Records:
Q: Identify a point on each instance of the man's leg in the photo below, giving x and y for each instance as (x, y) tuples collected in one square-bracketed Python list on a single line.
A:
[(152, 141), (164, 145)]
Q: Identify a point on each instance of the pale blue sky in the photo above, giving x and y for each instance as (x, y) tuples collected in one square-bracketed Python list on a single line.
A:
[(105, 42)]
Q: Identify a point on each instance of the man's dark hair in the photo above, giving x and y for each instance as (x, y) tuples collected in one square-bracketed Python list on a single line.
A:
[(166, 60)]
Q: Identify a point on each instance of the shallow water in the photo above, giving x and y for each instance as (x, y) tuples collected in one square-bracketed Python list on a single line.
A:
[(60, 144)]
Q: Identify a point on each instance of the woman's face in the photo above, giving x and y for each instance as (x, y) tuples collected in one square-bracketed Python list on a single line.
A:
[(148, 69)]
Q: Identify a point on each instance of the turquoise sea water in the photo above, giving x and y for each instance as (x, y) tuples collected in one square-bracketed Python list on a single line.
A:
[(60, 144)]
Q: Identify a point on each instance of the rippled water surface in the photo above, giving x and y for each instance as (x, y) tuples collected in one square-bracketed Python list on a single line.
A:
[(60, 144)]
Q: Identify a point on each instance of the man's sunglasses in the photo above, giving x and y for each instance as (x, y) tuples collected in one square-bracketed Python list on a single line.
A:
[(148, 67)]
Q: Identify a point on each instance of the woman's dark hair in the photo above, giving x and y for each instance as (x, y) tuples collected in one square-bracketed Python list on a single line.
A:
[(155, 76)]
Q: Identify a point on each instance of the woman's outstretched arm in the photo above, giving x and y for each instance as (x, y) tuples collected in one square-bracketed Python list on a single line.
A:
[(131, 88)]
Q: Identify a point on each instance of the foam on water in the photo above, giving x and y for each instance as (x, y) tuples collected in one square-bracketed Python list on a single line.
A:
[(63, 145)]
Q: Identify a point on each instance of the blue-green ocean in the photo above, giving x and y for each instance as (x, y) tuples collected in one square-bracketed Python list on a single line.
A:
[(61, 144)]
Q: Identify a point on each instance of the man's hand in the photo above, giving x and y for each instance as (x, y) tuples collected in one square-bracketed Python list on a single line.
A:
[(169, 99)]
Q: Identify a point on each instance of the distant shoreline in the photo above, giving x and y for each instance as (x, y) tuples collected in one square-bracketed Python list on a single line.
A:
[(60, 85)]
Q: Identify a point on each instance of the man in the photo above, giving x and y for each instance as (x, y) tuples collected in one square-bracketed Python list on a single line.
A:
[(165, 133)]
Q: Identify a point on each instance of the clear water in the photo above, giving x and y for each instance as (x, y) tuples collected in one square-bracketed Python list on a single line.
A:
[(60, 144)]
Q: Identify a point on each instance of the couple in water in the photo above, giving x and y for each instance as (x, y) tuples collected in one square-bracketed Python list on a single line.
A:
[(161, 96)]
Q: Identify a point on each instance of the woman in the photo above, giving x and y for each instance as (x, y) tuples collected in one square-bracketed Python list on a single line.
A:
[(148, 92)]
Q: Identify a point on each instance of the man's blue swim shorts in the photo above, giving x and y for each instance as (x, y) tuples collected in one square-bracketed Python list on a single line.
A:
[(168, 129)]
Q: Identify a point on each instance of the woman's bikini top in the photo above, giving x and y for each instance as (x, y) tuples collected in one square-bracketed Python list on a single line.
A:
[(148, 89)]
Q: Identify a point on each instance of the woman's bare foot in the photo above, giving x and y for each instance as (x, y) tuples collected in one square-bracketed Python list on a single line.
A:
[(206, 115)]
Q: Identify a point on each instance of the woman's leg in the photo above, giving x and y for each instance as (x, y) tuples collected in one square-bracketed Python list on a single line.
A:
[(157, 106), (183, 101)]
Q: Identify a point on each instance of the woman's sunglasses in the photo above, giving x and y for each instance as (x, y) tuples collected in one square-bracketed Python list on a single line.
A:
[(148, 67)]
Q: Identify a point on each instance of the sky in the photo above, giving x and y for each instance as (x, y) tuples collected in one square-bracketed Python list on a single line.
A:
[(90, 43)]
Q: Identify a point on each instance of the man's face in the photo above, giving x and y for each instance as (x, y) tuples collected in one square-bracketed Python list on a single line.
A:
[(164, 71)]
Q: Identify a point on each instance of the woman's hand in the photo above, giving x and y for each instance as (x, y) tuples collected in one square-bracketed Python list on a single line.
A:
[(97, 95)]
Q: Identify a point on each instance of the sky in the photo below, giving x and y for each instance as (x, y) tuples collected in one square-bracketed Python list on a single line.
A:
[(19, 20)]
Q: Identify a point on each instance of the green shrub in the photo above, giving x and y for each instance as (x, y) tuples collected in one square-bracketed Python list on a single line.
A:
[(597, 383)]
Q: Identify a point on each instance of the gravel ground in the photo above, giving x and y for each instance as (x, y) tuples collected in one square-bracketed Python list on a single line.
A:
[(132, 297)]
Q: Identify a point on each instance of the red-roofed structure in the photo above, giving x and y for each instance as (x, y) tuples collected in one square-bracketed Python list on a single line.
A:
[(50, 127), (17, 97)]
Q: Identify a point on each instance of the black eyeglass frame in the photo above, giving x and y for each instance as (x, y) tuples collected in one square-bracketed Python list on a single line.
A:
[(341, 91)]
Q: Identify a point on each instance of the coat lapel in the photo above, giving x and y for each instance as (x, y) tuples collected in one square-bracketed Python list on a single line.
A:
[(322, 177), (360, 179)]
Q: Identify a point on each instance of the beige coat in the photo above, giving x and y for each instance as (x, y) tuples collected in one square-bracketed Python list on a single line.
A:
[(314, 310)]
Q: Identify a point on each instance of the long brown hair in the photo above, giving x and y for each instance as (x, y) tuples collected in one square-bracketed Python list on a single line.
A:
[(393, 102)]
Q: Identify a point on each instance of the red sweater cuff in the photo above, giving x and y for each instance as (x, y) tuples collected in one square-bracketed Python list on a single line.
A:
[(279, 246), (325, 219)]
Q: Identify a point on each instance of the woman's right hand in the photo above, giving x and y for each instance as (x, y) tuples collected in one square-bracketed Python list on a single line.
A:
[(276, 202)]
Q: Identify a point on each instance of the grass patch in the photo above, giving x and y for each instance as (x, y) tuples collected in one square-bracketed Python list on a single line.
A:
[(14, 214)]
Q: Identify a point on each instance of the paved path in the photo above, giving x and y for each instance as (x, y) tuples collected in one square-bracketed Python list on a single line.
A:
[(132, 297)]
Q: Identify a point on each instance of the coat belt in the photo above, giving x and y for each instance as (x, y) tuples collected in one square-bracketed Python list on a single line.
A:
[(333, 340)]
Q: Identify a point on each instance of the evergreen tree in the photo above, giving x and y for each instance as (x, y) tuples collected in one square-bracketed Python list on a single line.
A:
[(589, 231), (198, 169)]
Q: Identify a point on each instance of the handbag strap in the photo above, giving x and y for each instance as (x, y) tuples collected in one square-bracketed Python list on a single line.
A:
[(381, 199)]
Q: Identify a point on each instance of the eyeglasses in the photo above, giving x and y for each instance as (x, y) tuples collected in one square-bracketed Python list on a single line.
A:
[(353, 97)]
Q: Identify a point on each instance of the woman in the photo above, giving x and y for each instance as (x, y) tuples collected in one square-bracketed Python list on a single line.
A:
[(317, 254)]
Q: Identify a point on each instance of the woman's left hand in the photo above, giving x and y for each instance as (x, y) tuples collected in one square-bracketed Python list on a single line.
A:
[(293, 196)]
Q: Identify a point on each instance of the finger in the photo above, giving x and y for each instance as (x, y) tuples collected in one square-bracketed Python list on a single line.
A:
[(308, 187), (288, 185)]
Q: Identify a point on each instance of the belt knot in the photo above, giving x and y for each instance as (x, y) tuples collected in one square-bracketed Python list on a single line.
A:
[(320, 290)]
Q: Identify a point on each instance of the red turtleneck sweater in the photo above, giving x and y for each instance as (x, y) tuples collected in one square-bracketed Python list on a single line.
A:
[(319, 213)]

---

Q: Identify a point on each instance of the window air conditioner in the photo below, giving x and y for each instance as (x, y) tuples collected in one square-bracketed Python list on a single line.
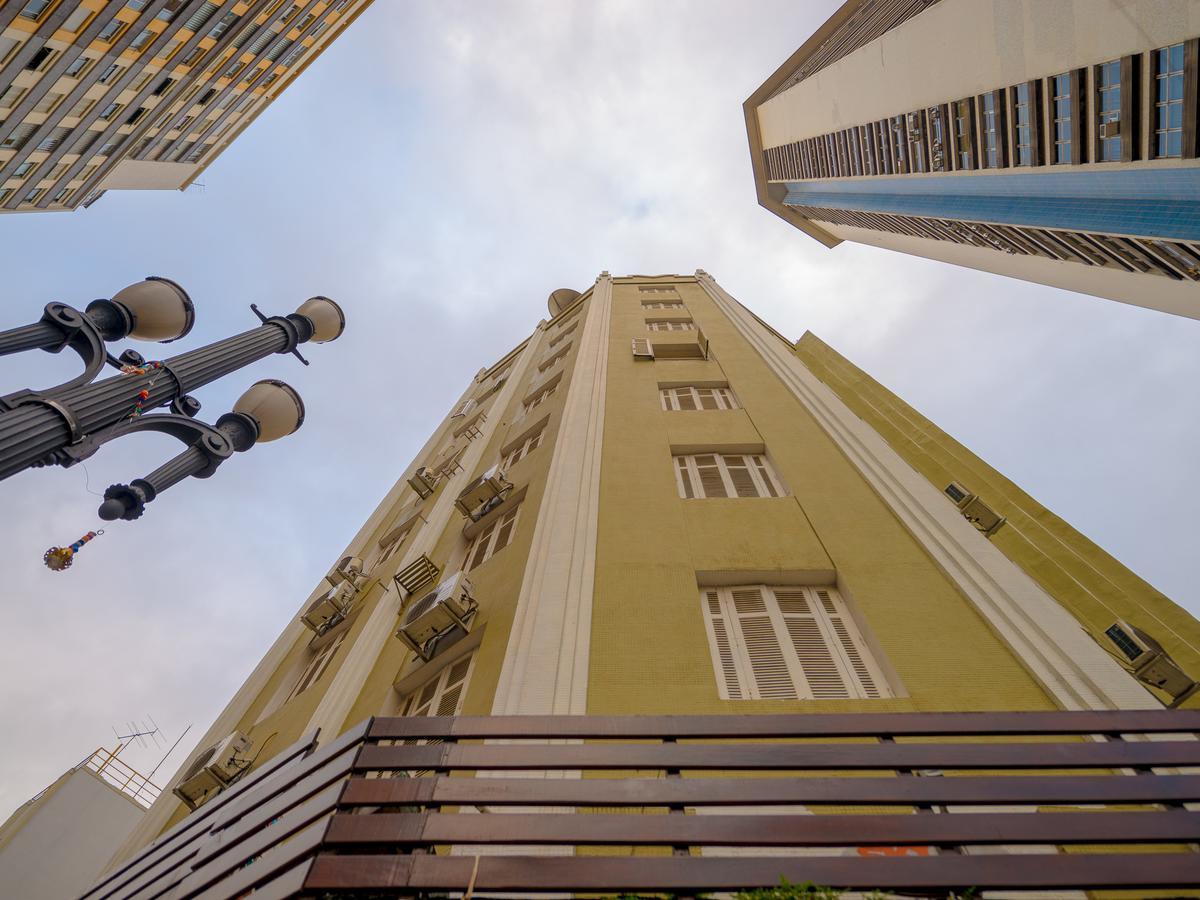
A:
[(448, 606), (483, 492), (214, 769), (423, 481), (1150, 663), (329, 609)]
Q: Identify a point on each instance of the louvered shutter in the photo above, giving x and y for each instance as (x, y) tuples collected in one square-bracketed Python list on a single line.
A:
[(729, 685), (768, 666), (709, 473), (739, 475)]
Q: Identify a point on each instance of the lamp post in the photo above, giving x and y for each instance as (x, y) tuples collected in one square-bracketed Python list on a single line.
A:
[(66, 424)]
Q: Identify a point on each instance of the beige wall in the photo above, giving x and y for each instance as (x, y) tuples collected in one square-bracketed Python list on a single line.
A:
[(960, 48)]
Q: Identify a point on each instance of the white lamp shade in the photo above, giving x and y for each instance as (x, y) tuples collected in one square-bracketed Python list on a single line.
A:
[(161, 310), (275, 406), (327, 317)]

**Request**:
Put the lines from the one containing "Q: Identify a point on each instance of the evergreen" up to and including the one containing "[(320, 290)]" into a Markdown table with two columns, Row and Line. Number each row and leave out any blank lines.

**Task answer**:
| Row | Line |
|---|---|
| 1 | Q: Identify a point on each instance of the evergreen tree in the photo above, giving x and y for each instance as (x, y) tuples collected in one square-bracketed Python list on a single line. |
| 2 | A: |
| 3 | [(589, 231), (198, 169)] |
| 4 | Q: Identify a point on each instance of the handbag strap in the photo above, giving x and y for each instance as (x, y) tuples collected in one square-bracketed Python list on a single line. |
| 5 | A: |
| 6 | [(381, 199)] |
| 7 | Q: Identify a point on each instance of the eyeglasses in the photo above, giving x and y for each instance as (x, y) tuples collected in one square-bracketed Python list on a single line. |
| 8 | A: |
| 9 | [(353, 97)] |
| 10 | Q: Identify a point on each instance of the woman in the photo above, giving x and y for each instance as (x, y) tuples collected in one square-bracketed Python list on a single line. |
| 11 | A: |
| 12 | [(317, 254)] |
| 13 | Q: Identify a point on each instance of the woman's left hand in the photo above, giving x and y for each instance as (x, y) tuples collected in one square-bracketed Python list on a single line. |
| 14 | A: |
| 15 | [(293, 196)] |
| 16 | Q: Identify a point on each instance of the finger in the photo above, giving x and y for each instance as (x, y) tuples collected in one square-bracketed Python list on a single line. |
| 17 | A: |
| 18 | [(308, 187), (288, 185)] |
| 19 | Q: Identify a point on each instance of the belt knot in the photo above, giving x and y for each instance as (x, y) tuples collected in one square-bracketed Python list on a single line. |
| 20 | A: |
| 21 | [(320, 290)] |